▶ **THE PROBLEM**: Reproduce the stretch of the legal bulletin below from "Construction of grants" through "properties.  See BAILII judgment.".

▶ **EXTRACT**:

Responsibility for injuries at indoor climbing centre.  Pinchbeck v Craggy Island Ltd (2012) (QBD) (Judgment 15.03.12).  A company that operated an indoor rock-climbing centre was liable for injury sustained by a person who jumped down from a wall and injured her ankle as she had not been given appropriate instructions on how to descend the wall.
TCC holds firm to trial timetable and penalises attempt to delay in indemnity costs.  Cases: Phaestos Ltd & Anor v Ho [2012] EWHC 635 (TCC) (QBD) (Judgment 05.03.12) (see also Bulletin on (08.03.12), Phaestos Ltd & Anor v Ho [2012] EWHC 653 (TCC) (QBD) (Judgment 14.03.12) and Phaestos Ltd & Anor v Ho [2012] EWHC 668 (TCC) QBD) (16.03.12).  The Technology and Construction Court has refused three applications by claimants (C) which would have delayed the procedural timetable, and ordered indemnity costs.
C sought:
• A split trial of liability and quantum.
• An extension of time for compliance with a final order for further information.
• An adjournment of rulings on e-disclosure.
The court held it could not decide on a split trial unless and until C provided proper particulars of loss. C's failure to give proper particulars of the quantum claimed;  to comply and to organise e-disclosure because new solicitors had only just been instructed and leading counsel was on holiday, lead to the conclusion that C were seeking to delay and disrupt the procedural timetable and this was therefore a case for indemnity costs.
Copy claim form validly served where method used valid under local law.  Weston v Bates & Anor [2012] EWHC 590 (QBD) (Judgment 15.03.12).  A defendant was properly served with the claim form in Monaco where he was validly served under local law under CPR 6.40(3)(c). The fact that the claim form used was not an original, sealed copy, but a photocopy of the original, did not invalidate service.
The decision and exposition in this case are both helpful, dealing as they do with a question that often crops up in practice, and pulling together the various rules, provisions and statements that have an impact on that issue. However, the message for practitioners to take away is a clear one - other than when serving by fax, keep serving an original, sealed, copy of the claim form on each defendant.  Source: PLC (21.03.12).  See BAILII judgment.
Construction of grants of rights of way.  Oliver & Anor v Symons & Anor [2012] EWCA Civ 267 (CA) (Judgment 15.03.12).  In the absence of evidence to the contrary, a judge had been entitled to construe a right of way as extending only to the width of a track passing across two neighbouring farmland properties.  See BAILII judgment.
Commercial Property Dilapidations Protocol.  As you will be aware, the Commercial Property Dilapidations Protocol has been in force since 12 January 2012 (see Bulletin on 12.01.12).  It formally became part of the CPR as part of the 58th update, most of which comes into force on 19 March or 6 April 2012, and will shortly be accessible on the CPR web page, under the pre-action protocols link.

▶ **RECORDS SUPPLIED**:
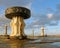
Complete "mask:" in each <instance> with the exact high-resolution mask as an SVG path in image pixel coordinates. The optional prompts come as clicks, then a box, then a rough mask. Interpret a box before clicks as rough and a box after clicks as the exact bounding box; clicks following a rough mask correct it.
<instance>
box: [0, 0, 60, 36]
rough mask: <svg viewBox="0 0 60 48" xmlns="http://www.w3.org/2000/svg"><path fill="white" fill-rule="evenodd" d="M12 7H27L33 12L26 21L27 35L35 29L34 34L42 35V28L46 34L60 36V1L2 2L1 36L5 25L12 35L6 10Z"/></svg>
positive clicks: (3, 30)
mask: <svg viewBox="0 0 60 48" xmlns="http://www.w3.org/2000/svg"><path fill="white" fill-rule="evenodd" d="M12 6H22V7H26V8H28V9H30V11H31V17H30V18H29V19H26V20H24V21H25V23H26V26H25V34H27V35H31V34H32V29H34V34H35V35H40V34H41V27H42V26H44V29H45V34H48V35H56V34H60V0H0V34H3V33H4V26H5V24H7V25H8V34H10V33H11V29H10V26H9V23H10V19H7V18H6V17H5V10H6V9H7V8H8V7H12ZM29 30H30V31H29Z"/></svg>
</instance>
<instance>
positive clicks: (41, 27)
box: [41, 26, 44, 37]
mask: <svg viewBox="0 0 60 48" xmlns="http://www.w3.org/2000/svg"><path fill="white" fill-rule="evenodd" d="M41 36H42V37H44V26H42V27H41Z"/></svg>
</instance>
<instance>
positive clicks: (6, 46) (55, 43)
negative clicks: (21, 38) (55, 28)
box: [0, 38, 60, 48]
mask: <svg viewBox="0 0 60 48" xmlns="http://www.w3.org/2000/svg"><path fill="white" fill-rule="evenodd" d="M57 40H58V41H59V40H60V38H40V39H38V40H34V41H14V40H12V41H9V40H7V41H5V40H4V39H1V40H0V48H60V42H55V41H57ZM44 41H45V42H48V41H54V42H52V43H41V42H44Z"/></svg>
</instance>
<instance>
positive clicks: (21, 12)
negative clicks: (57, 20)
mask: <svg viewBox="0 0 60 48" xmlns="http://www.w3.org/2000/svg"><path fill="white" fill-rule="evenodd" d="M5 16H6V17H7V18H8V19H11V22H10V26H11V30H12V31H11V34H10V37H11V38H16V37H17V38H19V39H25V38H27V37H26V35H25V34H24V27H25V22H24V19H28V18H29V17H30V16H31V13H30V10H29V9H27V8H25V7H10V8H7V9H6V10H5Z"/></svg>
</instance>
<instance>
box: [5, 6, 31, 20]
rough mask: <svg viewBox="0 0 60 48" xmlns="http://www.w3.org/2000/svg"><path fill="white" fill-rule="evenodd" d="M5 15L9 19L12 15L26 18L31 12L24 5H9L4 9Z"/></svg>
mask: <svg viewBox="0 0 60 48" xmlns="http://www.w3.org/2000/svg"><path fill="white" fill-rule="evenodd" d="M5 16H6V17H7V18H9V19H12V17H14V16H21V17H23V18H24V19H27V18H29V17H30V16H31V13H30V10H29V9H27V8H25V7H10V8H7V9H6V11H5Z"/></svg>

▶ **ANSWER TO THIS TASK**:
Construction of grants of rights of way.  Oliver & Anor v Symons & Anor [2012] EWCA Civ 267 (CA) (Judgment 15.03.12).  In the absence of evidence to the contrary, a judge had been entitled to construe a right of way as extending only to the width of a track passing across two neighbouring farmland properties.  See BAILII judgment.